**Work task**: Where in the listing does the word "every" appear? Report each line that holds it.

····················

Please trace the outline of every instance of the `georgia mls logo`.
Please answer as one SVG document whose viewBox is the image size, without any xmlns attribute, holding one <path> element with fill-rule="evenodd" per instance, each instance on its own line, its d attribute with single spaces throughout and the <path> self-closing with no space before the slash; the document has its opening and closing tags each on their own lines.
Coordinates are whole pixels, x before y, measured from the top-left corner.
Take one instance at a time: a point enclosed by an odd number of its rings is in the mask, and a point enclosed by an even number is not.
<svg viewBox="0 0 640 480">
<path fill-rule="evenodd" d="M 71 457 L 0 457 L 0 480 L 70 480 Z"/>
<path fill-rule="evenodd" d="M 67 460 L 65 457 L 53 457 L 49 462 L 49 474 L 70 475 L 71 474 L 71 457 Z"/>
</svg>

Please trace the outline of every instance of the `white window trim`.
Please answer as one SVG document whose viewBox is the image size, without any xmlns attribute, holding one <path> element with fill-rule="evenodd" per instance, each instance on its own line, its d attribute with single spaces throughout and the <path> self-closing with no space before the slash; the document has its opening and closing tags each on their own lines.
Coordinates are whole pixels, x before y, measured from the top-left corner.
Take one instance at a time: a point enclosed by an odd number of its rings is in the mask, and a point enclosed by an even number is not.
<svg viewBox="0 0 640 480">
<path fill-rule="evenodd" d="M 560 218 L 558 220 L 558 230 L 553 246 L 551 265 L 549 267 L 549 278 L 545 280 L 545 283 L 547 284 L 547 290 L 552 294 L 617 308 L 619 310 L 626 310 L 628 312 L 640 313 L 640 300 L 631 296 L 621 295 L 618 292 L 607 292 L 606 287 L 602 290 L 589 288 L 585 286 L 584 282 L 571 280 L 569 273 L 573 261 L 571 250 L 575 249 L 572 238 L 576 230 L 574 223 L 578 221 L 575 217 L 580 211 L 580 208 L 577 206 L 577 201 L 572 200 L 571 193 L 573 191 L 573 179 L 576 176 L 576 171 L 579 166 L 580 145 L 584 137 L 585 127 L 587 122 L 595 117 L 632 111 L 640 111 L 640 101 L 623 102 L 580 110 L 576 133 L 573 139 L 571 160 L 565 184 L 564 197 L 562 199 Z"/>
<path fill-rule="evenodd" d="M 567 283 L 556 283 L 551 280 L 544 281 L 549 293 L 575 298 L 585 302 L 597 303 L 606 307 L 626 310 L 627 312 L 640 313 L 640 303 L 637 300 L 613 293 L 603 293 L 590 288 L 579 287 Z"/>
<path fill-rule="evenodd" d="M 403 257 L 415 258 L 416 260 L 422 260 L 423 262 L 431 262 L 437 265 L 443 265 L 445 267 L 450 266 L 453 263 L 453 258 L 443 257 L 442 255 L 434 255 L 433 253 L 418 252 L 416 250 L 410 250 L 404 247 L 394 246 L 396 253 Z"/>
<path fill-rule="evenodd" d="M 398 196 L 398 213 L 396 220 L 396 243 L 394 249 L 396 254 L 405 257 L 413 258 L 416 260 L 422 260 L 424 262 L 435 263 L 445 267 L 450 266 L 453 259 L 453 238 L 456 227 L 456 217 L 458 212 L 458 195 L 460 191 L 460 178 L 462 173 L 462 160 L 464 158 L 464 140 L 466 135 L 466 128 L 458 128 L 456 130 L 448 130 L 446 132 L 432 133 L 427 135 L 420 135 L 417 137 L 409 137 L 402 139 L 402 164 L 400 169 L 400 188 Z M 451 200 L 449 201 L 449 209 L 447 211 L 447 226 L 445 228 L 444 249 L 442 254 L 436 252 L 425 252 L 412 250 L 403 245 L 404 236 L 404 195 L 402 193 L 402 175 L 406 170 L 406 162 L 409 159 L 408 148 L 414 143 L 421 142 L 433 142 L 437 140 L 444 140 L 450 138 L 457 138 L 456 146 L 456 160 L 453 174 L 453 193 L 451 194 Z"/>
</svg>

····················

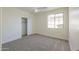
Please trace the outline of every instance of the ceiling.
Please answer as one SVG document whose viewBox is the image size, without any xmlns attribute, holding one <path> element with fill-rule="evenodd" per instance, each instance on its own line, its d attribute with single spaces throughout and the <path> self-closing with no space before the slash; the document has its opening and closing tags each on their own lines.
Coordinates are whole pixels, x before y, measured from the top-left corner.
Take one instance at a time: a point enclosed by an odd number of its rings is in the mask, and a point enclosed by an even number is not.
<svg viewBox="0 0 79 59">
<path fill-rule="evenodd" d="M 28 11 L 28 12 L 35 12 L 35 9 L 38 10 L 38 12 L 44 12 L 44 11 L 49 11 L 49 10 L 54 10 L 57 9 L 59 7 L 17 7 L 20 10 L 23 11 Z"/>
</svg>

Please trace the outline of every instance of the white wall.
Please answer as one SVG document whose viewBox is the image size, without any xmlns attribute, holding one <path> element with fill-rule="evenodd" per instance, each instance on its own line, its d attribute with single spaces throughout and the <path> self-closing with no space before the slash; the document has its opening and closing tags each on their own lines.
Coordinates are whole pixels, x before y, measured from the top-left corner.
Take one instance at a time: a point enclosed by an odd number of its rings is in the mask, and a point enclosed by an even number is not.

····················

**Solved exercise**:
Please trace the outline of every instance of the `georgia mls logo`.
Please trace the outline of every instance of the `white window trim`.
Please trace the outline of every instance of the ceiling.
Please trace the outline of every instance of the white wall.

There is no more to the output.